**GIVEN PROBLEM:** From the line containing "I bet there's a power" down to the last line of the material, return those lines verbatim and only those.

**DATASET ENTRIES:**
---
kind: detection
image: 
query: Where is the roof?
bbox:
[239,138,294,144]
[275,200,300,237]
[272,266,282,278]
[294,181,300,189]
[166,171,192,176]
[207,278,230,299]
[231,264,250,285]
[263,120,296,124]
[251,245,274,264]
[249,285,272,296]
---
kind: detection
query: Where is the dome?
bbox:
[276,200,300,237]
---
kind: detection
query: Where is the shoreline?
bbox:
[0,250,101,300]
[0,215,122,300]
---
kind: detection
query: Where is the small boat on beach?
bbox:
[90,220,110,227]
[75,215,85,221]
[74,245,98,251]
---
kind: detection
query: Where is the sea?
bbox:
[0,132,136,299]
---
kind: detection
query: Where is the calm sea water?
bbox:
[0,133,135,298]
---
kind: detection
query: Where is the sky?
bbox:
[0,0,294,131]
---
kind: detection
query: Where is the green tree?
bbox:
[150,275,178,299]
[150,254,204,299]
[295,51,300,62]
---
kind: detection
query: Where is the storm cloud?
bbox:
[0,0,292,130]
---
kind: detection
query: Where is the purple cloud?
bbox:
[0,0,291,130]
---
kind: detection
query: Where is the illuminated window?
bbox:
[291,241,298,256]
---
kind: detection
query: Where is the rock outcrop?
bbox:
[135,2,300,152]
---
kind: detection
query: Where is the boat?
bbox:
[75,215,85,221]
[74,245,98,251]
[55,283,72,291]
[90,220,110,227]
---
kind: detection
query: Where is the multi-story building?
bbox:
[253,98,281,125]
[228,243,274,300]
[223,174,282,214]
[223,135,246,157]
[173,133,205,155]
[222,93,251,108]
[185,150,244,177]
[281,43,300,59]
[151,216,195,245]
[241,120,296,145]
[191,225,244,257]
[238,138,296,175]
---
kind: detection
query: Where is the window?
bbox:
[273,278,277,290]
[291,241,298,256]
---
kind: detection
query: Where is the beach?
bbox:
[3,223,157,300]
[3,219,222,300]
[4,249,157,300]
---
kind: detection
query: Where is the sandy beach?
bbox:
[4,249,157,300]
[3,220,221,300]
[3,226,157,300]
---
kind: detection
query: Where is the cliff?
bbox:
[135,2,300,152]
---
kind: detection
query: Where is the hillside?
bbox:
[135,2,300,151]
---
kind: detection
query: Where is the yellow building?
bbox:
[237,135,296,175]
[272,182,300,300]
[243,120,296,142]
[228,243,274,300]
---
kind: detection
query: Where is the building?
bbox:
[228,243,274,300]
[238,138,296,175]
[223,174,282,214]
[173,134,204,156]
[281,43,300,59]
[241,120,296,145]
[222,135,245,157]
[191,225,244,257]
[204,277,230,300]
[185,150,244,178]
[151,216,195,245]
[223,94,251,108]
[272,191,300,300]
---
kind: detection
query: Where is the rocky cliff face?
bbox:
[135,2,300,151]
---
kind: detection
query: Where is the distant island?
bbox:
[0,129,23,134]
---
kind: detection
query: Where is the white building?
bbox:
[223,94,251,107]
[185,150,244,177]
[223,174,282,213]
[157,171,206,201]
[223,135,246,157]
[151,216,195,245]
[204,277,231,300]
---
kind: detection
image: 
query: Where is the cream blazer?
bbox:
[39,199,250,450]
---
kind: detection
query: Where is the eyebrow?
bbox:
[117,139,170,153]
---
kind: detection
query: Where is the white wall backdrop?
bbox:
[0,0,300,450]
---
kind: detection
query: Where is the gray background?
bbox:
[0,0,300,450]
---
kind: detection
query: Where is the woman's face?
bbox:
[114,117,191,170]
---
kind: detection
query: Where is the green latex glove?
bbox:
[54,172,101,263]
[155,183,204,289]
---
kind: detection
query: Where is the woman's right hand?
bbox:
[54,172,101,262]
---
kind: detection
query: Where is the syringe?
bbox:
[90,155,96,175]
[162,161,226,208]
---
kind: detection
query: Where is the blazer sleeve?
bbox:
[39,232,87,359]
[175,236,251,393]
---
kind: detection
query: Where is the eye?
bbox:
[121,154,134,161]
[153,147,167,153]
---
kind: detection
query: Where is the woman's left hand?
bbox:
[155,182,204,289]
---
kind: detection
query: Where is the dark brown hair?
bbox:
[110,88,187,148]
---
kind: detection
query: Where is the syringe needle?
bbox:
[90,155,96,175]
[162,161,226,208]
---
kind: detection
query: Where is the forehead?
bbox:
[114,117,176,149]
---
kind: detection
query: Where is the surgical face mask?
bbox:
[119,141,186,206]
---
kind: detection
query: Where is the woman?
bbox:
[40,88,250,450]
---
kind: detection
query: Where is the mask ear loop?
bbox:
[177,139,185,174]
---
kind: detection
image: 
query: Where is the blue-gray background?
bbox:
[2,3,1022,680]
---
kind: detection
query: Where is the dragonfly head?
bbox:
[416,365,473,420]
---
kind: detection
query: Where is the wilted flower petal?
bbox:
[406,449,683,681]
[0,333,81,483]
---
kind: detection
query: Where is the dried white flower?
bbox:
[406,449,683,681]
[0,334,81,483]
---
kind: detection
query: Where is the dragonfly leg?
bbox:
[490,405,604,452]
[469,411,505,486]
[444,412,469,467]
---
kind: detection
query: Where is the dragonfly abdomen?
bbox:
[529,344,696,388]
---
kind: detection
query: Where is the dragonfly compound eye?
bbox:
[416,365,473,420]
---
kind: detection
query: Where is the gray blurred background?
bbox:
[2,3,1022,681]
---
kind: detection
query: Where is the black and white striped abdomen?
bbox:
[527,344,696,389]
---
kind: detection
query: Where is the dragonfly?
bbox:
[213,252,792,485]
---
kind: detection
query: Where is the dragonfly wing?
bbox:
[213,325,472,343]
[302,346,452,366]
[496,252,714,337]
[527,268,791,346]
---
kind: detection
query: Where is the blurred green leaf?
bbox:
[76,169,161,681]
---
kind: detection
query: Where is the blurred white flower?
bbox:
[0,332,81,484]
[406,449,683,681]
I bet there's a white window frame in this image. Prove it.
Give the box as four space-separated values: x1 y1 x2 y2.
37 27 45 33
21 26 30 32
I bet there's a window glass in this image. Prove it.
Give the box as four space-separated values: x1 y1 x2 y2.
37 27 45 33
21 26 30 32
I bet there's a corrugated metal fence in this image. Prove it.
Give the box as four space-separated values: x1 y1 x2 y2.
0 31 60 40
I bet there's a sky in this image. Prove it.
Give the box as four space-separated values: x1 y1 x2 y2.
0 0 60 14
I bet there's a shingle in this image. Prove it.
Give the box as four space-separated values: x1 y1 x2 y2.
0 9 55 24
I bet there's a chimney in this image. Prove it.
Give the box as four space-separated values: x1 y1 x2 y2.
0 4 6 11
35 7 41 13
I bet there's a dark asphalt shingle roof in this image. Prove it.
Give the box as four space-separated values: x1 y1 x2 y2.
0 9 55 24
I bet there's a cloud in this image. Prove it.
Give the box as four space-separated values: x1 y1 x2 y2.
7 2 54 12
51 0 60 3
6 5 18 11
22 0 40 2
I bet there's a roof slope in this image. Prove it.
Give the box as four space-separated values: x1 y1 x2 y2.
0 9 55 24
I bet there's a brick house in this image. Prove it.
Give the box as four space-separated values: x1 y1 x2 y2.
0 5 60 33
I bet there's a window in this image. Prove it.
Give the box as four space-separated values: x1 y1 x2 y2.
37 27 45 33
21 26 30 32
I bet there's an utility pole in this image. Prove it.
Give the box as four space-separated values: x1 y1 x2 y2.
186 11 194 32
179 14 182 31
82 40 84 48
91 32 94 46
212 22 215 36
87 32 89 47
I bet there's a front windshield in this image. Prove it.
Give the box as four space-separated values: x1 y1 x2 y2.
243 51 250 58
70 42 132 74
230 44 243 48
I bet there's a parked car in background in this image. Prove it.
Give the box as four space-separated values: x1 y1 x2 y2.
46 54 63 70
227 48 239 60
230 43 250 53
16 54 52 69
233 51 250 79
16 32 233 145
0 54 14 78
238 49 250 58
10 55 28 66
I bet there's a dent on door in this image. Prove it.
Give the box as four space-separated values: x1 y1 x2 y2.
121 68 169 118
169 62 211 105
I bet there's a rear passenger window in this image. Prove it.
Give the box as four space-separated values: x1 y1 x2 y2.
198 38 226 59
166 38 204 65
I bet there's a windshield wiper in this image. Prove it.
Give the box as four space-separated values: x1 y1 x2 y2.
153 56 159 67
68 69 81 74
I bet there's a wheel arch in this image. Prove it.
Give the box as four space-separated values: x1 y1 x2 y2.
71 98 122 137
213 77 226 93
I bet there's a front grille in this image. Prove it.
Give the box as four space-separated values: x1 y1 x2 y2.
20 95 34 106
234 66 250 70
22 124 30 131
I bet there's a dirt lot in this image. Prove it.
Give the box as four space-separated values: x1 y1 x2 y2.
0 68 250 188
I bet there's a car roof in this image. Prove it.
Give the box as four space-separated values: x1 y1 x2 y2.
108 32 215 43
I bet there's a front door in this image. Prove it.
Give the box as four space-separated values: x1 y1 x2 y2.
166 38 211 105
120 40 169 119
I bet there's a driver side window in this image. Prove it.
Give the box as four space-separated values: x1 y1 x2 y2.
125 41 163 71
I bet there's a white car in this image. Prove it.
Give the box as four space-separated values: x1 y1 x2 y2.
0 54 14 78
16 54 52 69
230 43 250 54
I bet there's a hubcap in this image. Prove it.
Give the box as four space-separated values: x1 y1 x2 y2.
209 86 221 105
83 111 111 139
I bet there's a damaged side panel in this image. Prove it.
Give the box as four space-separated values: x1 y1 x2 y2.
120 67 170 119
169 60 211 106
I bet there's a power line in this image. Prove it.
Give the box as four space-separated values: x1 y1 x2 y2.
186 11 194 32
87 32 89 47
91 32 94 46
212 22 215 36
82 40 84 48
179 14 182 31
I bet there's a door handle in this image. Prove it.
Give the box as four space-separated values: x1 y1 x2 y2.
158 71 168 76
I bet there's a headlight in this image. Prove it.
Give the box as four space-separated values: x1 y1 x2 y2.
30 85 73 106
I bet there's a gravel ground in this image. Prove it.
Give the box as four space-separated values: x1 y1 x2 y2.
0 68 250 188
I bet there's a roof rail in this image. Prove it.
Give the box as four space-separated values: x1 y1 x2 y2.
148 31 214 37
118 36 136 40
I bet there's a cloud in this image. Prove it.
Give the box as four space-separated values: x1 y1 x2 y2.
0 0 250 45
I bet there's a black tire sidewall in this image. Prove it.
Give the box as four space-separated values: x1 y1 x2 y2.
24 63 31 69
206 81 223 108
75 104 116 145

**EXPECTED OUTPUT:**
I bet there's a power line in this image. Prove it.
Give the box as four space-separated values: x1 y1 x2 y2.
186 11 194 32
87 32 89 47
91 32 94 46
212 22 215 36
82 40 84 48
179 14 182 31
I bet there's a door handle in this image. Prove it.
Give the box as four space-separated values: x1 y1 x2 y2.
158 71 168 76
I bet there's a headlight in this image. Prove it.
Give the box as four space-separated values: x1 y1 x2 y2.
30 85 73 106
I bet there's a gravel ground in this image. Prove it.
Give the box as four space-separated values: x1 y1 x2 y2.
0 68 250 188
I bet there's a roof rail in this image. Prove it.
Give the box as four space-separated values: x1 y1 x2 y2.
148 31 214 37
118 36 136 40
I bet there's a cloud in this image. Prove it.
Give the box as four space-separated values: x1 y1 x2 y2.
0 0 250 45
I bet there's a black tire sidewall in this image. Prove it.
Give the box as four space-separated values: x1 y1 x2 y2.
24 63 31 69
206 81 223 108
75 104 116 145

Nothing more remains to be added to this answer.